↓↓↓

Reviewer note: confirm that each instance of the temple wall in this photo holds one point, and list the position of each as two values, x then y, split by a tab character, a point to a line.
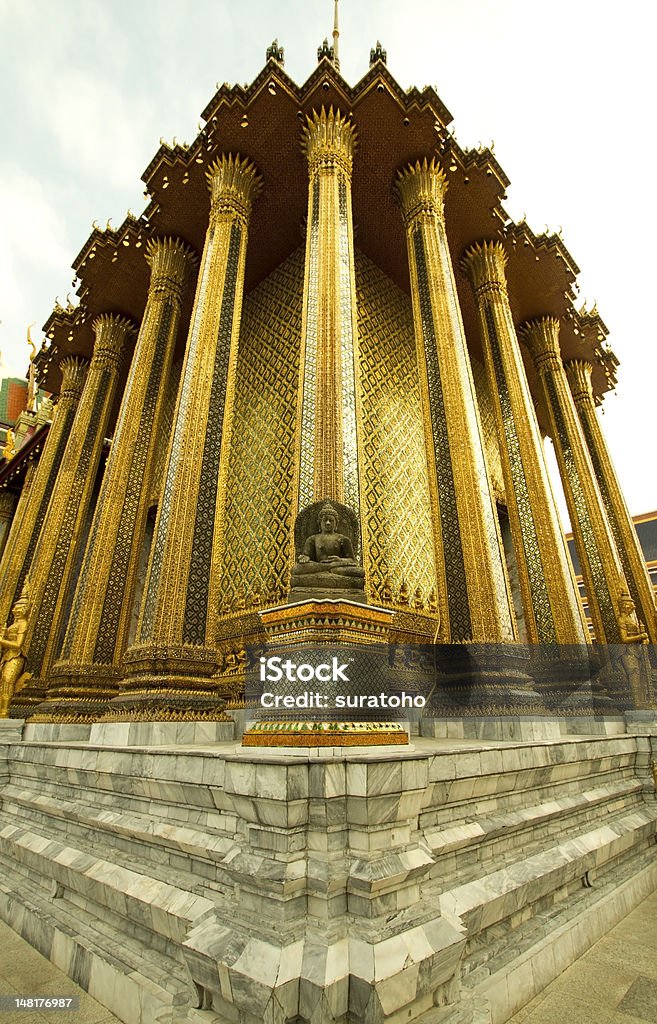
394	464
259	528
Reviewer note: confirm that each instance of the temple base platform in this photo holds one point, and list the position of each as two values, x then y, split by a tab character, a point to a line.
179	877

↑↑↑

Work required: Rewrite every line of the records above as a single numbered list. Skip blank lines and leave out the pictures.

Solution for this exercise:
1. Reviewer note: confirm that each instance of the temple wall in this photo holds one point, and list the position of each as two values, x then y, split by a tab character, a point to a line.
2. 394	464
3. 259	528
4. Reviewer note: confirm that each instance of the temple base platform in this photo holds one point, and list the position of each as two values, x then y, split by a tab character, a point to a line.
5. 179	877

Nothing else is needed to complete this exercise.